**Requirements**.
Could you express everything from the start of the entries down to the line containing "M37 38L27 38L26", that line included, as a JSON list of strings, one string per line, with blank lines left out?

**Task data**.

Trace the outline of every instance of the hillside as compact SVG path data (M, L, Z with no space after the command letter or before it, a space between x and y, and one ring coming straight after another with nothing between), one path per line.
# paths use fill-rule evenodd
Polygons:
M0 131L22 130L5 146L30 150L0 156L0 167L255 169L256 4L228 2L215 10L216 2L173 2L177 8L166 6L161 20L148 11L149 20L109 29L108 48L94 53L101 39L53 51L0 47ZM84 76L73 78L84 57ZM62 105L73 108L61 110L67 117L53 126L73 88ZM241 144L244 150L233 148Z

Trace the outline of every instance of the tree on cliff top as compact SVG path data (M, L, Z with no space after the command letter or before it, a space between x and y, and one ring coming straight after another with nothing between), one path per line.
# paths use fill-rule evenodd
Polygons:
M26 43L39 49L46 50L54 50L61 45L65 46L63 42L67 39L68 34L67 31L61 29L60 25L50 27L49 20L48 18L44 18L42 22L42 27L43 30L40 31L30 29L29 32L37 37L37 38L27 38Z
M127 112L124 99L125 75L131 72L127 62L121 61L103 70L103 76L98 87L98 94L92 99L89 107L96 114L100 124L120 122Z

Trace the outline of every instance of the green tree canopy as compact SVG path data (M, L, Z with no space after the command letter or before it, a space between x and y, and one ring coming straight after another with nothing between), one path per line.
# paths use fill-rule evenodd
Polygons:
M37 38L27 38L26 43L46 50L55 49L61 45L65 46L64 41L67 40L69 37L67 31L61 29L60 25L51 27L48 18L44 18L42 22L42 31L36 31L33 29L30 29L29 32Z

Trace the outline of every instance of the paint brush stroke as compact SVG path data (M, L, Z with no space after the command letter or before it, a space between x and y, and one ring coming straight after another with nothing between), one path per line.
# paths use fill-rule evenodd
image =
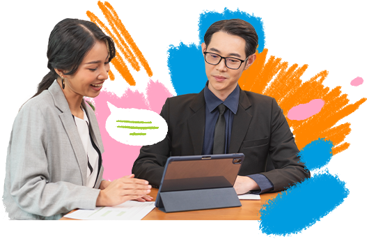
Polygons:
M215 10L205 10L200 13L198 24L198 44L180 42L178 46L171 44L167 47L167 66L171 84L176 95L199 93L208 80L205 75L204 58L201 53L201 43L204 34L212 24L217 21L240 18L250 22L258 34L258 50L262 52L265 47L265 24L260 17L247 13L240 10L232 10L225 8L221 13Z
M341 92L341 86L330 88L322 84L329 75L327 70L304 82L301 77L307 69L306 64L299 67L295 63L288 68L288 62L281 62L281 59L274 56L267 61L267 53L265 49L258 54L256 61L242 73L238 80L241 88L274 97L285 116L295 106L322 99L325 103L318 114L303 121L287 118L293 128L296 144L301 149L318 138L325 138L333 142L334 154L345 150L346 144L339 144L350 133L351 124L347 122L333 126L358 109L367 99L361 98L350 104L348 95Z
M123 76L124 79L129 85L135 86L136 82L129 70L125 61L130 64L134 70L138 72L141 70L140 62L147 75L150 77L152 77L153 72L148 61L120 19L120 17L127 17L128 14L123 9L123 5L120 4L118 0L109 1L108 4L102 0L93 0L93 6L86 6L86 15L91 21L102 29L115 42L116 47L120 50L122 55L116 52L116 56L111 63L120 75ZM111 30L100 20L100 17L106 17ZM109 75L111 77L111 74L113 73L109 73ZM111 80L114 80L114 77Z
M205 3L205 6L211 6L211 7L205 7L205 8L214 9L213 6L216 6L215 9L222 9L222 8L225 6L224 6L224 4L226 3L224 3L223 1L217 1L217 3L215 3L215 1L208 1L208 3ZM238 1L236 4L237 6L243 5L243 9L245 9L246 6L248 6L249 4L254 5L255 3L251 2L246 2L246 3L244 3L243 1L241 1L241 3ZM236 4L232 4L232 6ZM276 5L278 3L274 4ZM221 6L218 7L218 6ZM307 6L306 8L307 7L309 7L309 5ZM258 7L259 9L261 8L262 7ZM284 6L283 6L282 8L286 9L286 7ZM279 8L277 8L277 9L279 9ZM280 10L281 12L282 10ZM271 14L267 15L271 15ZM205 33L205 30L200 29L200 22L202 22L203 18L205 17L205 15L201 15L199 19L199 34L201 32L202 32L203 34ZM227 17L227 19L231 18L234 17L231 17L231 16ZM246 18L238 18L247 20ZM215 22L215 20L212 21L212 22ZM249 22L253 24L251 22ZM256 31L258 31L258 29L256 29ZM205 74L203 57L201 54L201 49L200 48L201 43L199 41L198 46L195 47L193 45L194 44L186 45L181 43L178 46L171 45L167 49L167 65L169 66L169 70L170 71L172 85L173 86L175 92L177 95L198 93L203 88L205 83L207 81L206 75ZM194 47L197 47L197 49L192 49ZM186 54L187 54L187 56L185 55ZM264 52L262 52L260 54L261 54L264 55L263 60L265 61L266 53L264 54ZM196 57L198 59L196 59ZM328 58L328 60L330 59L329 56L326 56L326 57ZM325 59L325 57L323 59ZM258 60L259 58L258 58L256 61L258 61ZM260 61L262 60L258 61ZM272 61L275 61L274 56L273 59L270 59L270 62L272 62ZM288 63L280 63L280 59L276 59L276 61L279 62L281 64L280 65L284 71L288 66ZM187 64L187 62L189 62L189 64ZM185 77L183 79L182 74L182 68L181 68L180 70L178 68L175 68L175 64L176 65L180 65L185 66L186 68L184 68L184 69L190 69L190 77ZM250 69L251 68L252 66ZM307 65L302 65L299 68L299 74L298 74L297 77L295 78L298 85L299 85L298 79L299 79L303 75L302 71L304 72L306 68ZM247 79L249 82L244 81L243 83L249 83L250 84L253 84L253 86L253 86L255 82L251 82L251 81L255 82L253 79L256 79L256 83L263 86L266 90L267 87L270 86L270 82L274 75L276 75L279 70L279 65L276 66L270 63L268 65L266 65L265 68L261 69L261 70L257 71L255 75L256 78L249 77ZM295 69L293 68L292 70L295 71ZM278 77L279 76L278 75ZM332 99L334 97L341 97L341 88L342 93L346 92L345 92L343 88L341 86L327 84L327 79L329 79L329 77L324 81L319 80L320 84L327 85L329 86L329 88L334 88L334 91L329 93L329 88L325 88L325 91L322 91L320 94L318 95L318 96L323 96L325 94L331 94L331 95L327 98L328 99ZM279 79L277 79L276 80ZM187 82L187 80L189 81L188 82ZM313 78L312 82L310 82L311 83L305 84L304 86L308 86L309 85L314 85L315 81L315 79ZM291 86L293 84L292 82L289 83L290 83ZM289 93L293 95L297 94L297 89L294 89L292 86L289 86L288 84L288 82L279 81L276 83L274 82L272 86L273 88L275 88L275 86L279 86L278 88L285 87L288 90L288 92L283 91L283 97L277 100L279 103L283 101L284 98L286 98L284 100L287 99L288 96L286 95ZM339 84L338 84L338 85ZM325 86L319 85L318 90L324 87ZM361 88L363 89L363 87ZM242 88L251 91L251 89L247 88L246 86ZM256 90L252 91L258 92ZM307 92L310 95L312 95L312 91ZM267 93L263 93L267 95ZM353 94L352 92L348 92L348 93L350 95ZM301 100L301 100L302 102L300 101L297 103L295 103L292 107L300 103L309 102L315 98L323 98L323 97L315 96L314 98L310 97L307 99L307 97L305 97L304 94L301 96L303 96L303 99L301 98ZM342 95L341 102L343 104L341 104L341 105L334 105L333 107L331 107L331 109L330 109L332 110L329 110L329 115L326 115L324 113L322 114L323 115L323 121L325 121L322 122L322 124L325 124L325 127L327 127L330 130L334 125L340 123L341 119L348 118L347 116L350 115L353 111L355 112L357 109L363 107L363 106L361 105L366 101L366 99L363 98L363 94L361 95L359 93L357 97L357 99L352 99L350 95ZM350 103L354 103L356 105L346 107L348 103L350 103ZM333 105L333 102L329 102L329 104ZM358 105L359 105L359 107ZM289 109L290 109L290 106L289 107ZM334 115L334 111L340 111L341 109L342 109L342 112L340 112L338 116ZM286 111L284 111L284 113L285 115L286 115ZM359 120L361 119L359 118ZM274 236L276 238L334 238L336 230L352 229L353 221L364 219L364 169L357 168L356 166L356 160L350 158L350 136L348 134L349 132L348 129L346 129L349 128L349 126L347 126L346 128L342 126L343 128L342 128L341 130L340 130L340 128L335 128L334 130L335 139L333 139L333 140L341 142L339 148L335 148L335 144L330 141L327 141L327 143L322 140L319 140L320 136L325 134L325 132L323 132L325 130L321 128L320 132L314 130L313 129L313 127L317 127L318 124L319 122L313 121L308 122L308 126L304 125L304 127L306 128L304 129L305 130L311 130L313 131L310 133L313 135L312 138L314 139L306 139L305 141L308 143L306 143L304 145L303 148L304 148L302 150L302 161L305 162L307 168L311 171L311 178L302 183L302 185L299 184L297 186L288 189L287 190L288 194L290 194L290 193L293 193L293 191L295 192L292 194L293 196L292 196L290 199L288 199L286 203L279 203L281 200L279 199L275 201L270 201L271 206L267 207L266 211L266 213L268 214L269 216L265 216L265 213L263 211L261 221L258 222L257 231L258 238L274 238ZM299 130L297 130L299 131ZM304 132L304 135L307 136L306 133L306 132ZM301 137L301 134L299 134L298 137ZM344 139L346 139L344 141ZM322 141L322 142L320 142L320 141ZM302 147L299 147L299 148ZM334 150L332 148L334 148ZM331 152L334 152L335 155L333 156ZM334 163L334 158L336 163ZM321 162L322 160L322 162ZM309 162L310 163L309 164ZM309 167L309 164L311 167ZM334 179L336 180L334 180ZM313 180L316 181L317 183L310 183ZM306 189L304 190L304 187ZM334 203L334 196L345 195L346 194L343 193L343 192L347 190L348 192L350 192L353 196L352 203L351 203L350 200L341 200L339 199L339 198L336 200L339 203ZM320 195L321 196L321 200L318 200L315 195ZM287 199L288 195L286 196L283 196L283 199ZM354 203L354 201L356 201L356 203ZM351 208L351 206L352 208ZM273 210L276 210L276 211L273 213ZM310 213L309 213L309 212L310 212ZM306 218L306 219L303 219L303 218ZM297 221L297 222L295 223L295 221ZM281 229L279 230L279 229ZM327 236L323 236L325 235L327 235ZM244 237L246 237L246 236L244 236Z

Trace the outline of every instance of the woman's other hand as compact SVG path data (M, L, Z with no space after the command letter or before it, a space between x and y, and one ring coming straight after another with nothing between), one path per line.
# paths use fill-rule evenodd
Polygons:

**Solution to the exercise**.
[
  "Trace the outline of every instance of the hillside as compact SVG path data (M, L, Z with no space after the command letter or before it, a space between x and y, and one ring coming straight after another with nothing between), one path per line.",
  "# paths use fill-rule evenodd",
  "Polygons:",
  "M0 131L22 130L5 146L30 150L0 156L0 167L255 169L256 4L228 2L215 10L216 2L173 2L177 8L166 6L161 20L148 11L149 20L109 29L108 48L94 53L101 39L53 51L0 47ZM84 76L73 78L84 57ZM62 105L73 108L61 110L67 117L53 126L73 88ZM241 144L244 150L233 148Z",
  "Trace the outline of every instance of the tree on cliff top as compact SVG path data (M, L, Z with no space after the command letter or before it, a space between x and y, and one ring coming straight after another with nothing between), one path per line.",
  "# paths use fill-rule evenodd",
  "Polygons:",
  "M26 43L39 49L46 50L54 50L61 45L65 46L63 42L67 39L68 34L67 31L61 29L60 25L50 27L49 20L48 18L44 18L42 22L42 27L43 30L40 31L30 29L29 32L37 37L37 38L27 38Z",
  "M127 112L124 99L125 75L131 72L127 62L121 61L103 70L103 76L98 87L98 94L92 99L89 107L96 114L100 124L120 122Z",
  "Trace the outline of every instance of the green tree canopy as compact SVG path data (M, L, Z with no space after the command letter or before it, a space between x and y, and one ring coming straight after another with nothing between), one path per line.",
  "# paths use fill-rule evenodd",
  "Polygons:",
  "M37 38L27 38L26 43L46 50L55 49L61 45L65 46L64 41L67 40L69 37L67 31L61 29L60 25L51 27L48 18L44 18L42 22L42 31L36 31L33 29L30 29L29 32Z"
]